** EXCERPT PROVIDED follows **

MUSIEGA, Kenya – For 15 years, Felda Alividza and 21 other widows in this village in Kenya’s Vihiga County have grown something that might not sound that unusual: indigenous African vegetables.
But in a country where many farmers focus on raising kale, cabbage or spinach to sell locally – or higher earning broccoli and cauliflower – traditional African vegetables have often been overlooked, not least because seed for them can now be hard to find.
The Musiega Women Group, however, is one of more than 1,200 such cooperatives in western Kenya following the advice of Ruth Khasaya Oniang’o, an evangelist for a return of African indigenous vegetables and other crops to curb malnutrition and hunger.
"Many farmers have ignored African indigenous leafy vegetables and yet they are very nutrient rich, and some of them have medicinal values," said Oniang'o, 71, one of sub-Saharan Africa's early nutrition professors - and now a co-winner of the 2017 African Food Prize.

** End of EXCERPT PROVIDED **

## WHAT THE TASK REQUIRES
According to the excerpt on indigenous African vegetables in Kenya, how many cooperatives in western Kenya follow Ruth Khasaya Oniang'o's advice?

** AVAILABLE DATA follows **

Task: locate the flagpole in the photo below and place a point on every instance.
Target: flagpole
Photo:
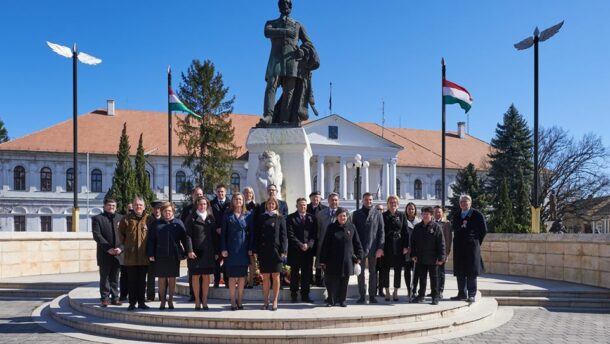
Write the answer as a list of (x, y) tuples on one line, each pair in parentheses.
[(443, 138), (169, 134)]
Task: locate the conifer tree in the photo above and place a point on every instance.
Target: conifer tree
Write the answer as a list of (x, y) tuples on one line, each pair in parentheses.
[(123, 182), (503, 220), (142, 182), (467, 181), (209, 140)]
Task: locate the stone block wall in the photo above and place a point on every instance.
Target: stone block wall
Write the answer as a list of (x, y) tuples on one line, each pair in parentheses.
[(29, 254)]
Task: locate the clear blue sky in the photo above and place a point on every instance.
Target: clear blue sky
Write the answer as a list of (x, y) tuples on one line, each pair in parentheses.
[(370, 50)]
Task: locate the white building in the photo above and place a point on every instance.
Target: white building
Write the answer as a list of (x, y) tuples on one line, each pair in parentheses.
[(36, 175)]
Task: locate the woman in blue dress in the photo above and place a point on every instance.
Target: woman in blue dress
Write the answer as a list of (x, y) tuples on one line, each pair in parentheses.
[(235, 247)]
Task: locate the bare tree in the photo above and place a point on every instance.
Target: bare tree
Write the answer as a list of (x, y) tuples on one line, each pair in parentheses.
[(573, 170)]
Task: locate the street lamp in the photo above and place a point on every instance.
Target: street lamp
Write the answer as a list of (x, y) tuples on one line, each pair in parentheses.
[(86, 59), (525, 44)]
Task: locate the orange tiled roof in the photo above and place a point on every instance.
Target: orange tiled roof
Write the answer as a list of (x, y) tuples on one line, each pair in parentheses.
[(99, 134)]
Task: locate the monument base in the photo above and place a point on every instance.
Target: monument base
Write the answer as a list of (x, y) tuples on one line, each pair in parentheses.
[(292, 145)]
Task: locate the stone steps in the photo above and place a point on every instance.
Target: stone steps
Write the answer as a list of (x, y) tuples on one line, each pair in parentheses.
[(299, 322)]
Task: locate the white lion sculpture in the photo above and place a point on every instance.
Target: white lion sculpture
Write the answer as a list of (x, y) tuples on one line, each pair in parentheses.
[(269, 172)]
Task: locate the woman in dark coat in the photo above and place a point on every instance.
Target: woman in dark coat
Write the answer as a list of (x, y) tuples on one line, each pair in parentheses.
[(235, 246), (270, 246), (341, 248), (165, 247), (202, 250), (469, 229), (251, 207), (396, 240)]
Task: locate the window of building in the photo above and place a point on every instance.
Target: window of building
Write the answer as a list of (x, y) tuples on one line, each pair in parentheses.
[(337, 183), (19, 223), (46, 224), (46, 179), (437, 189), (181, 186), (70, 180), (96, 180), (398, 187), (417, 189), (19, 178), (235, 182), (333, 132)]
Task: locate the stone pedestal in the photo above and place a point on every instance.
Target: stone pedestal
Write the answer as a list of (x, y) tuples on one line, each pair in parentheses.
[(293, 147)]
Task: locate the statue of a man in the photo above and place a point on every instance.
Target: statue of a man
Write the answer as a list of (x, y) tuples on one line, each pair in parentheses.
[(290, 67)]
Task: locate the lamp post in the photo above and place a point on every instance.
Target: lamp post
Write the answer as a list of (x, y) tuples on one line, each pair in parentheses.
[(525, 44), (86, 59)]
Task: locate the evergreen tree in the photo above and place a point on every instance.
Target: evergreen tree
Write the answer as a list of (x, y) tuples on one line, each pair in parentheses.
[(123, 182), (503, 220), (512, 150), (467, 181), (142, 183), (209, 140), (3, 132), (522, 210)]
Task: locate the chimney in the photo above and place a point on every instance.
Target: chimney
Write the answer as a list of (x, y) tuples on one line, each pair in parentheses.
[(461, 129), (110, 107)]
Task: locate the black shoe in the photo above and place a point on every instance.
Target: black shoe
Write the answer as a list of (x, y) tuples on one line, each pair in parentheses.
[(458, 298)]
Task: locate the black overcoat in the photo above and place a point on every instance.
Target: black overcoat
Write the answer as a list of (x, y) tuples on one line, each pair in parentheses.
[(105, 233), (201, 239), (468, 234), (299, 233), (340, 248)]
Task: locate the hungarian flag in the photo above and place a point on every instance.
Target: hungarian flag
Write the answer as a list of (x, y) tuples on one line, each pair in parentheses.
[(176, 105), (456, 94)]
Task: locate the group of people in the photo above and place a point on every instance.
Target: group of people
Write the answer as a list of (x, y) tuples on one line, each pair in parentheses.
[(234, 237)]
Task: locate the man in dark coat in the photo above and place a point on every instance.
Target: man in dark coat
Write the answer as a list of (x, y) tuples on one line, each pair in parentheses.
[(428, 252), (469, 230), (109, 249), (219, 204), (315, 203), (369, 224), (448, 236), (302, 230)]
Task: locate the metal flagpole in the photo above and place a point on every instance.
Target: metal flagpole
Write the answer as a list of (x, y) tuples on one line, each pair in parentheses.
[(443, 137), (169, 134)]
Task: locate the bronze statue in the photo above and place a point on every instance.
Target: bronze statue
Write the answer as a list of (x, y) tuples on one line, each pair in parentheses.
[(290, 67)]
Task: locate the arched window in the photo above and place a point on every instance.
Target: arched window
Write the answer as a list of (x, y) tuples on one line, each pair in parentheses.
[(398, 187), (180, 182), (46, 179), (19, 178), (70, 179), (235, 182), (337, 183), (96, 180), (437, 189), (417, 189)]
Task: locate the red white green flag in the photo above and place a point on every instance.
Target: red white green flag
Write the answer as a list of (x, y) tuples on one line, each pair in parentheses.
[(456, 94), (176, 105)]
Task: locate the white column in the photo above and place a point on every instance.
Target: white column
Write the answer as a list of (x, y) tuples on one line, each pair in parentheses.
[(365, 178), (320, 185), (393, 176), (343, 178)]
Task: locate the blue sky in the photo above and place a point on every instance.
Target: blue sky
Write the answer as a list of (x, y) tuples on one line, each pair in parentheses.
[(369, 50)]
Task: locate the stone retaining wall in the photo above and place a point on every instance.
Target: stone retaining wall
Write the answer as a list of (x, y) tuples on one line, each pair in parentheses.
[(578, 258), (28, 254)]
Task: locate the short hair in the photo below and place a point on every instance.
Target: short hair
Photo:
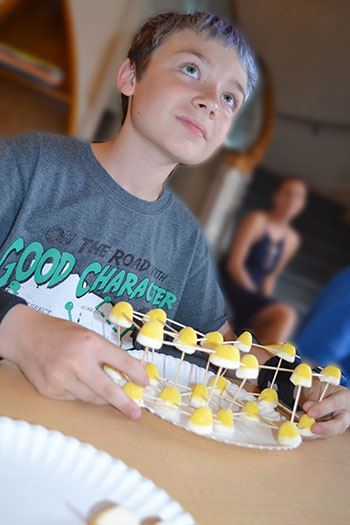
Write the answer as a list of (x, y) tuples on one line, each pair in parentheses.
[(157, 29)]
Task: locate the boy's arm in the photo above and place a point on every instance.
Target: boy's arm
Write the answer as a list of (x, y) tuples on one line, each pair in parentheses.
[(333, 412), (64, 360)]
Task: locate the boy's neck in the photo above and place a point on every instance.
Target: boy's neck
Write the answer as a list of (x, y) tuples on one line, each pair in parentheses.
[(138, 168)]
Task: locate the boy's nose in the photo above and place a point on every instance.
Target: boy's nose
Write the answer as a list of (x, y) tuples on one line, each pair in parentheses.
[(207, 102)]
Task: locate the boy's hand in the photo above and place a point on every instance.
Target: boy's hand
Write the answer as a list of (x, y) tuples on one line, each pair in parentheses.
[(64, 360), (333, 412)]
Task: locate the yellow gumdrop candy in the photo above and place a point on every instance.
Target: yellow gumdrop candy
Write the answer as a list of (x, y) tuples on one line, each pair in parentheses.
[(134, 391), (187, 336), (200, 391), (302, 375), (152, 371), (331, 374), (157, 314), (287, 352), (221, 383), (288, 434), (249, 367), (269, 395), (202, 417), (252, 409), (152, 329), (245, 338), (171, 395), (306, 421), (226, 356), (122, 314), (212, 339)]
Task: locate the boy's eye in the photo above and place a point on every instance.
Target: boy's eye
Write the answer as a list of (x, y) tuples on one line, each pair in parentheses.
[(229, 99), (190, 70)]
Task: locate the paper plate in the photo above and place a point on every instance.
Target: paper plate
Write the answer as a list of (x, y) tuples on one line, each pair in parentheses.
[(47, 478), (246, 434)]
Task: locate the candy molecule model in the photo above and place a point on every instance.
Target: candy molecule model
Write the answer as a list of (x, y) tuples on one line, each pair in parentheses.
[(214, 406)]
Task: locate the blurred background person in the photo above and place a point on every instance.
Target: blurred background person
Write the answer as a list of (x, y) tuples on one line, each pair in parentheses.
[(263, 244), (324, 337)]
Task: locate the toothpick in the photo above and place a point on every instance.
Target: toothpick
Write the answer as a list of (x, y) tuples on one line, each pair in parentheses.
[(206, 369), (295, 403), (274, 368), (145, 352), (171, 321), (167, 380), (323, 393), (214, 385), (277, 370), (179, 368), (132, 321), (237, 392)]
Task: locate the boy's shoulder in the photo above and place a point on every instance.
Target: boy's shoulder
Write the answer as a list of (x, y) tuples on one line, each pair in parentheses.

** End of AVAILABLE DATA **

## YOUR SOLUTION
More than 1,200 cooperatives.